>> Start Record extracts
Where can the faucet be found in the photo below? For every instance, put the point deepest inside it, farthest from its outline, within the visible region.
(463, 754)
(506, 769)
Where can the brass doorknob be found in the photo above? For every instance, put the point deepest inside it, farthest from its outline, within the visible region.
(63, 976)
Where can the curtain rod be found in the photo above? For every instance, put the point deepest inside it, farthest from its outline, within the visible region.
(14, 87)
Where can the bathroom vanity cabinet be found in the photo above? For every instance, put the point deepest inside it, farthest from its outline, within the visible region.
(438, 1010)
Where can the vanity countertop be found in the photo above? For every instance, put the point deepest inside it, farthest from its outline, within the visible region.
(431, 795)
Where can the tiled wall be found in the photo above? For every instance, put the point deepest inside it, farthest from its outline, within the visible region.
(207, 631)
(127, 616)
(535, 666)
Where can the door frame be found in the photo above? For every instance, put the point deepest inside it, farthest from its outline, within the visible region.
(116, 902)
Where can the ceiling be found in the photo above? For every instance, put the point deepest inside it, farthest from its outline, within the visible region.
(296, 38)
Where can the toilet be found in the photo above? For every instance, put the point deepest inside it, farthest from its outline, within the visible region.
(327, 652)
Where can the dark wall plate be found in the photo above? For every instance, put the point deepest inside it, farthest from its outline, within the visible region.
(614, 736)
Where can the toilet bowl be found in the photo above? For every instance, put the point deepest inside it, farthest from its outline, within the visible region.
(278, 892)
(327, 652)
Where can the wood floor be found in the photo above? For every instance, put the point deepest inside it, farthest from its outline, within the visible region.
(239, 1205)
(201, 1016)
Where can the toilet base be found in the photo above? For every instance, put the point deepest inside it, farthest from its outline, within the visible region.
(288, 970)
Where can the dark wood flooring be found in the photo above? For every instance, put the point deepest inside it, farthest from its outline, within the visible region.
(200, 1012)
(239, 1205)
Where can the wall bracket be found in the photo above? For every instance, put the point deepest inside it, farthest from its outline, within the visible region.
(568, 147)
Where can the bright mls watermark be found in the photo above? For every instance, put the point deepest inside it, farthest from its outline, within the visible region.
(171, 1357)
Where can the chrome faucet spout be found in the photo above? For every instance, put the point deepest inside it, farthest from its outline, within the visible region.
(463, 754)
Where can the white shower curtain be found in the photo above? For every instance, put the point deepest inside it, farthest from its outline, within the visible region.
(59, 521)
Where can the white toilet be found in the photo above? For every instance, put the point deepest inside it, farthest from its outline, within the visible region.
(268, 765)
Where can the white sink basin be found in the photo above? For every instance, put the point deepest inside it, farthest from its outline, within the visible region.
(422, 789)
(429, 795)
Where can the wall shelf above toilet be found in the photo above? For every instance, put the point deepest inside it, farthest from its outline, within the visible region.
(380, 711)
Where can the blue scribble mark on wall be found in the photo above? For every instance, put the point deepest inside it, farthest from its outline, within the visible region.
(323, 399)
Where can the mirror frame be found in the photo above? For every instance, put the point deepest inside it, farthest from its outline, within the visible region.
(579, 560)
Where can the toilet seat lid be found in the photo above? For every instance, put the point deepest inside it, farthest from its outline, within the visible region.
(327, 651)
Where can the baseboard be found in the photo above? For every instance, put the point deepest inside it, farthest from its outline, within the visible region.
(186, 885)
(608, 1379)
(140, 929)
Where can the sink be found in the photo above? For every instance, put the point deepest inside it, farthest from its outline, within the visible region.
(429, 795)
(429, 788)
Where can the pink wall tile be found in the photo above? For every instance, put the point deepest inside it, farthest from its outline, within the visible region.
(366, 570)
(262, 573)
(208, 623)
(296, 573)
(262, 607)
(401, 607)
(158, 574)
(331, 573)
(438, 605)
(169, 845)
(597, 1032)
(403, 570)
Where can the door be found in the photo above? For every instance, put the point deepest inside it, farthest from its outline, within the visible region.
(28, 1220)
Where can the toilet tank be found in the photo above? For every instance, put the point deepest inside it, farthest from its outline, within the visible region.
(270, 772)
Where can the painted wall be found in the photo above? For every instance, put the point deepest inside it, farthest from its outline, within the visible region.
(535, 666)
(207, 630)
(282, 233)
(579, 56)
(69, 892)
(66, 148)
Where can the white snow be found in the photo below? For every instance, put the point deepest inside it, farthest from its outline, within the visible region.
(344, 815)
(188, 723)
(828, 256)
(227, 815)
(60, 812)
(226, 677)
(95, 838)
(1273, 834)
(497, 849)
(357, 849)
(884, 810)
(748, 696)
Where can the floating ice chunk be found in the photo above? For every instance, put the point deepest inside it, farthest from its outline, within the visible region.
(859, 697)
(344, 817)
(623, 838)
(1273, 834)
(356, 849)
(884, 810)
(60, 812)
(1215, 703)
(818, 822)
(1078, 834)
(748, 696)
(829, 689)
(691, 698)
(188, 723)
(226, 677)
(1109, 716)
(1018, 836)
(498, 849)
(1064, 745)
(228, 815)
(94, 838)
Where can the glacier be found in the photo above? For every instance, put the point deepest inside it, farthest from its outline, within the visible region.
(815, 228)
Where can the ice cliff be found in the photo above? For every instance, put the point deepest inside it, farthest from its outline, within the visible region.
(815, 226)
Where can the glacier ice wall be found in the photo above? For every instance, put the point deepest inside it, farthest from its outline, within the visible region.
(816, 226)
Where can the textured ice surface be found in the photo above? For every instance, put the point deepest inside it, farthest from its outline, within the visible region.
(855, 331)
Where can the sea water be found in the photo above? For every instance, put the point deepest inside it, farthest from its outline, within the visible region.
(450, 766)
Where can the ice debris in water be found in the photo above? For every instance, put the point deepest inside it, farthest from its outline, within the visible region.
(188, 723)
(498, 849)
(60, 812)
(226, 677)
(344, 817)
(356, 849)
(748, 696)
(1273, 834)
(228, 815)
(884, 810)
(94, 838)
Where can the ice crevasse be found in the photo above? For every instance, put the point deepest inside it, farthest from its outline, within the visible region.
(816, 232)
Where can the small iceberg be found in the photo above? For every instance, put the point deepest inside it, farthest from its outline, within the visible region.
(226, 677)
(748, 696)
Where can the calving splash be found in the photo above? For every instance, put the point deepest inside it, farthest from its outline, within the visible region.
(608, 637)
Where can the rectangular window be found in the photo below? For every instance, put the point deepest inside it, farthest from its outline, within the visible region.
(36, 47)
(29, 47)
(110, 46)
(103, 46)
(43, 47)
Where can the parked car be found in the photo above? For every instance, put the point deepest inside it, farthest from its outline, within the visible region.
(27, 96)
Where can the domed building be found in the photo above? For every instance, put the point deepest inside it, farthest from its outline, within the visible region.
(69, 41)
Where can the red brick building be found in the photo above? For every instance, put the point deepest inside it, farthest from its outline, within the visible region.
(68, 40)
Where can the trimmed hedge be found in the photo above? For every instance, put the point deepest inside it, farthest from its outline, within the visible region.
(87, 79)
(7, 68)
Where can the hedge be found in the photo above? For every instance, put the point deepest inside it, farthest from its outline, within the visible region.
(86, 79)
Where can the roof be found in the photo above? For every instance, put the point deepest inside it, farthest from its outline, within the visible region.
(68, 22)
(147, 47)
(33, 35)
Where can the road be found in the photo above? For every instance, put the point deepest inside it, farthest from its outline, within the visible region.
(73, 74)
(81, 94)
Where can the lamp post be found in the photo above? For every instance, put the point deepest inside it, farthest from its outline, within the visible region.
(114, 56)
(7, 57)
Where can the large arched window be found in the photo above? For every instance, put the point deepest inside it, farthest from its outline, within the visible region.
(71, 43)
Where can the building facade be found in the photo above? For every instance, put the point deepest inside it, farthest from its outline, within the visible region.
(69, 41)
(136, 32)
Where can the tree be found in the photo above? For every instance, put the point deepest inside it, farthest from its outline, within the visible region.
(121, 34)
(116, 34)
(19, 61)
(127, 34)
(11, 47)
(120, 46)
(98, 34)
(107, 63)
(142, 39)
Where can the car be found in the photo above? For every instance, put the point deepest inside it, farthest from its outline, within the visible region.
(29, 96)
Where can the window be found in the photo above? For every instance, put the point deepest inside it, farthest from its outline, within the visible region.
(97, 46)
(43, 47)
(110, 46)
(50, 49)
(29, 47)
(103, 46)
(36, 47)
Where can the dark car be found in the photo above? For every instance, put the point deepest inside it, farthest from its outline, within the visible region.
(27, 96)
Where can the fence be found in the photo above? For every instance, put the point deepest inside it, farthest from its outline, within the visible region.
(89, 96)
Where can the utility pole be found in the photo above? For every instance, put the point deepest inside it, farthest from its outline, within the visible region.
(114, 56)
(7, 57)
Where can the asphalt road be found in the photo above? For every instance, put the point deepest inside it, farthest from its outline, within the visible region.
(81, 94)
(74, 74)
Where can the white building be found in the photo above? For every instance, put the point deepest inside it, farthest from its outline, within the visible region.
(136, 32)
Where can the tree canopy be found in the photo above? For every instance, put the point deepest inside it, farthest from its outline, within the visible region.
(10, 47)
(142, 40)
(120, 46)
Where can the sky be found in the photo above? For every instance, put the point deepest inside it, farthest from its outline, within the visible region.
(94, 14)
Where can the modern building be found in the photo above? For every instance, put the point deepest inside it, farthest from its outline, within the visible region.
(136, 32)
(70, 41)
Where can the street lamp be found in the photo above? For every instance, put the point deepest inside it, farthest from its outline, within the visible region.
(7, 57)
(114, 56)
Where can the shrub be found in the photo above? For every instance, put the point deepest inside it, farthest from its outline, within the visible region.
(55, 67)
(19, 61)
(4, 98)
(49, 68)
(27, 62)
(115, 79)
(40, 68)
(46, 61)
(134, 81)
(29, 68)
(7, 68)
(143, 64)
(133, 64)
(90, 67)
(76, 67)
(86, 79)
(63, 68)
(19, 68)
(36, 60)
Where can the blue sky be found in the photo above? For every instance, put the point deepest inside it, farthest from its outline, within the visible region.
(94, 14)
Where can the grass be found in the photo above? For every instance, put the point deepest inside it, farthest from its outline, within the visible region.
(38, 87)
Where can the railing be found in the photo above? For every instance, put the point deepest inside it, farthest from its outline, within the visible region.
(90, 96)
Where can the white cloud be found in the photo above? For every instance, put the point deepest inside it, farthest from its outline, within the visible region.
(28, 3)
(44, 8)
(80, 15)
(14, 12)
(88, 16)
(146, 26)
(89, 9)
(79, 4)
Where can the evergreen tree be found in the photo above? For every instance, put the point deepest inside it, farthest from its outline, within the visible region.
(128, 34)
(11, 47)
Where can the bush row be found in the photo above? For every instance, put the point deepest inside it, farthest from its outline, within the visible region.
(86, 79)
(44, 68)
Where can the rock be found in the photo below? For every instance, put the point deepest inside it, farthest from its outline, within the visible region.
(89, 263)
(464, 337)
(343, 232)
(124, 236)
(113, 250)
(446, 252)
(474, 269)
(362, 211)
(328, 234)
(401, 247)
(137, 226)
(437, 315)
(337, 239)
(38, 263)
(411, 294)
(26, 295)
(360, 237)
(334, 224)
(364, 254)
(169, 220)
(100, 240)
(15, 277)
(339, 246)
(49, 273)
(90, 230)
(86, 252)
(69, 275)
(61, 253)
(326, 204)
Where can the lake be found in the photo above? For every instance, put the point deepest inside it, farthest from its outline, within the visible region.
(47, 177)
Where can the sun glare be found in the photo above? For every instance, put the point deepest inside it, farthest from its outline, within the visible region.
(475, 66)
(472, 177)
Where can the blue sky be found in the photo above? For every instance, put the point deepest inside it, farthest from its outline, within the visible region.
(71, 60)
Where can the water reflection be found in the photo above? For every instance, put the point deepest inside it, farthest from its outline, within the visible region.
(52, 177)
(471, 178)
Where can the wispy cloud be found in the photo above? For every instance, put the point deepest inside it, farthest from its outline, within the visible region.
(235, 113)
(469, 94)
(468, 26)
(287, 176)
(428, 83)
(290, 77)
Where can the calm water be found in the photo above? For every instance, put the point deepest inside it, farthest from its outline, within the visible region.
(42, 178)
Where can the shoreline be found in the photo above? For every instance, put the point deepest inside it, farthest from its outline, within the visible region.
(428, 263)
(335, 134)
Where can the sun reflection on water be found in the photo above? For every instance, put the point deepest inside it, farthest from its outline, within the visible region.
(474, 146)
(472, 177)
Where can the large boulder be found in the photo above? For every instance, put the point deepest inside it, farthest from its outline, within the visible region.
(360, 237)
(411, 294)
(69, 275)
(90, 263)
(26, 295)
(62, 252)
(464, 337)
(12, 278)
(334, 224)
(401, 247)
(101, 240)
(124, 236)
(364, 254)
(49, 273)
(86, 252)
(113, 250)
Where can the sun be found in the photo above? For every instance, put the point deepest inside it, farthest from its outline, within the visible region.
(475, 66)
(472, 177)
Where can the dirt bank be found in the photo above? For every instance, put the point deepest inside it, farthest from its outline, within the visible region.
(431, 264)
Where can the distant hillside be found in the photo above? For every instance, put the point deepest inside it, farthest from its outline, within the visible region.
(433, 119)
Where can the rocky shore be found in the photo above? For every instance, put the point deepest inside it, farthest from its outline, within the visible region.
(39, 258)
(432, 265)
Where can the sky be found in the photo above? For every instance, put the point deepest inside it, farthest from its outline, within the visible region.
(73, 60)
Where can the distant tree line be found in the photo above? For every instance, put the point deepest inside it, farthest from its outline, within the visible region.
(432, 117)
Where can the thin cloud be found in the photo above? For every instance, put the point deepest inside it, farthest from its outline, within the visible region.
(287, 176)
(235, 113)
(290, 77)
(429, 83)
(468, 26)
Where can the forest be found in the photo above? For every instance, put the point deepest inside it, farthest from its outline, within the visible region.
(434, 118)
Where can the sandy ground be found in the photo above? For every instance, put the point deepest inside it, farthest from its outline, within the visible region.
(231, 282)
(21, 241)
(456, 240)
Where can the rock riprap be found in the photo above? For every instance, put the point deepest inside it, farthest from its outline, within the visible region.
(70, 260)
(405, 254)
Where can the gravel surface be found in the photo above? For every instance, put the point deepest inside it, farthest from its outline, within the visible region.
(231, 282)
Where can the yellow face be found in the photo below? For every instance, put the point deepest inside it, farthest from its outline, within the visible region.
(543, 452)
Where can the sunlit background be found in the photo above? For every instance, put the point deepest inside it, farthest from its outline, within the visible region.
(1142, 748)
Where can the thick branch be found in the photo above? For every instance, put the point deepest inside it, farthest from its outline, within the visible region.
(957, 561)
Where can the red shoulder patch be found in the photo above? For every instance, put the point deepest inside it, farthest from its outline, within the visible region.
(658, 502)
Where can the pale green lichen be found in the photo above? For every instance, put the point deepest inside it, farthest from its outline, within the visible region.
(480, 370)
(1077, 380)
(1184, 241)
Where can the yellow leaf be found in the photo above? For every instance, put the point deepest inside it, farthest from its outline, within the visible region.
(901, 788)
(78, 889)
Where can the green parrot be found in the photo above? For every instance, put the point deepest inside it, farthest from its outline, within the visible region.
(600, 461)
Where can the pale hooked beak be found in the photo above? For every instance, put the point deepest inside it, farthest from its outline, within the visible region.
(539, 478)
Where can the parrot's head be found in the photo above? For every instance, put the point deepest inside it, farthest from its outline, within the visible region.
>> End Record extracts
To be done: The lines to reproduce run from the one that contains "Where can the yellow leaf" through the last line above; copy them exactly.

Exercise result:
Where can the yellow leaf be found in the photo above? For every instance, put the point deepest inside it, farthest from its outline, within the visible region.
(901, 788)
(78, 889)
Where can the green parrot be found in the photo above? For every instance, put the point deepest inside it, farthest from its outline, within the visible region.
(600, 461)
Where can the pale hooked beak be found in the photo above? For every instance, put the point deepest inside it, farthest from its outline, within the visible region.
(539, 478)
Where can the parrot's head be found in the photo above? For every instance, put the point deepest inside it, farthest from its outline, within the visible region.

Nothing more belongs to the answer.